=== Alıştırma koşulları ===
1. Verilen metnin ilk paragrafında yazarın kullandığını söylediği sıfatları sıralayın.
2. Aşağıdaki ifadelerin her biri verilen metinle uyuşuyor mu? Her birine evet ya da hayır deyin ve karara esas olan sözleri metinden aynen alıntılayın.
(a) Portekiz karanlığını özellikle son 5 yıldır hissettiriyor.
(b) Portekiz bu işlere İspanya'dan daha erken başladı.
(c) İber Yarımadası 10-15 yıl öncesine kadar epey hareketliydi.
3. Verilen metnin "Kimileri kötü, karanlık, korkunç" sözlerinden "araç olarak kullanıyor." sözlerine kadar olan kısmını aynen tekrarlayın.

=== Verilen metin ===
****

Bu sayfalarda birbirinden pislik grupları yazdığıma çok kereler tanık olmuşsunuzdur. Uğursuz, tekinsiz, habis, kötücül, gergin, çirkin gibi sıfatları kullandığımı sayısız kez görmüşsünüzdür. Pek çok grup için kullanılabilecek bu ifadeler pek çokları için sadece sıfat olarak kalırken, bazılarının ise direkt kendisi, benliğinin temeli, varlık nedeni olabiliyor.
Kimileri kötü, karanlık, korkunç konseptler içeren müzikler üretiyor; kimileriyse kötülüğünü, karanlığını, korkunçluğunu müzik aracılığıyla ifade ediyor. Kimileri bir amaç olarak bu kavramları dinleyiciye hissettirmeye çalışırken, kimileriyse zaten sahip oldukları bu duyguları karşı tarafa yaşatmak için müziği bir araç olarak kullanıyor.
Bugün bahsedeceğim grup bu sıfatların hepsine dibine kadar sahip; bu şekilsiz müzik içerisinde bile sivrilmeyi başaracak düzeyde kötülük yayan, saf kaostan beslenen ve bu kaosu daha da güçlü şekilde dışarıya bulaştıran bir grup.
İber Yarımadası 10-15 yıl öncesine kadar epey sakinken, metal bağlamında tüm dünyada görülen ekstremleşme trendi neticesinde İspanya ve Portekiz’den de birbirinden karanlık işler çıkmaya başladı. Portekiz özellikle son 5 yıldır karanlığını daha önce görmediğimiz düzeyde hissettirirken, İspanya bu işlere daha erken başlamış ve ürettiği birden fazla saf kötülük barındıran grupla metalin en kuytu dehlizlerinde bizlere seslenir olmuştu.

****

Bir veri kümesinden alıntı

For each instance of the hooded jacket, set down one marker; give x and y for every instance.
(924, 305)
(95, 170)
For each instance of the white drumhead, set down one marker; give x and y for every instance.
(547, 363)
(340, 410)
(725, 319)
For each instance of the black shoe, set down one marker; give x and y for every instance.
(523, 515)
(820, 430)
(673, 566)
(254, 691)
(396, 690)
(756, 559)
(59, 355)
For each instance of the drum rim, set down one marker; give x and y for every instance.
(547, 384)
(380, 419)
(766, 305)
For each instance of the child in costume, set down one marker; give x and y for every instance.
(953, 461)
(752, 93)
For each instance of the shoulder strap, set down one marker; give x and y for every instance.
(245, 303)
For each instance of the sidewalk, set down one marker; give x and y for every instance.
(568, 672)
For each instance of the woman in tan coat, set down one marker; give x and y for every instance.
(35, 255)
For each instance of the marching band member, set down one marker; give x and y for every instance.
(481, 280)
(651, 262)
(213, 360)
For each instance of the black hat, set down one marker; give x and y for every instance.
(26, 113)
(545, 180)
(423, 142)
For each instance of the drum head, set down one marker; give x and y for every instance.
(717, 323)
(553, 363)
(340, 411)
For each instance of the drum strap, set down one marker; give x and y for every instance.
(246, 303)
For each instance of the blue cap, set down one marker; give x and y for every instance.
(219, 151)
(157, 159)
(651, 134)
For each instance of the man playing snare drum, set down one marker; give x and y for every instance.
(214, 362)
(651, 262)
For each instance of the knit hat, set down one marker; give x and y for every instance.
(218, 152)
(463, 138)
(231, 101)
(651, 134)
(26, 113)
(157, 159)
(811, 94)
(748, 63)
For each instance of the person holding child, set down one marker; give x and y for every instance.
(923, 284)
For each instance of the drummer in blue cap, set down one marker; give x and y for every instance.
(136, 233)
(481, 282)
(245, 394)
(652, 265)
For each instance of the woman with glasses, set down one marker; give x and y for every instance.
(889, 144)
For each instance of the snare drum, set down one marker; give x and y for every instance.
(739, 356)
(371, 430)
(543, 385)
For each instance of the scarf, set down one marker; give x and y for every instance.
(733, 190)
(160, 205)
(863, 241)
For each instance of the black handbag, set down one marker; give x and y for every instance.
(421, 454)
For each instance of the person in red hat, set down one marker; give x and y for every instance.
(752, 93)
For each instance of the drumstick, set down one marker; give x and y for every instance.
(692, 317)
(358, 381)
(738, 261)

****

=== Görevlere göre sonuçlar ===
1. Uğursuz, tekinsiz, habis, kötücül, gergin, çirkin

2.
(a) Evet: "Portekiz özellikle son 5 yıldır karanlığını daha önce görmediğimiz düzeyde hissettirirken"
(b) Hayır: "İspanya bu işlere daha erken başlamış"
(c) Hayır: "İber Yarımadası 10-15 yıl öncesine kadar epey sakinken"

3.
Kimileri kötü, karanlık, korkunç konseptler içeren müzikler üretiyor; kimileriyse kötülüğünü, karanlığını, korkunçluğunu müzik aracılığıyla ifade ediyor. Kimileri bir amaç olarak bu kavramları dinleyiciye hissettirmeye çalışırken, kimileriyse zaten sahip oldukları bu duyguları karşı tarafa yaşatmak için müziği bir araç olarak kullanıyor.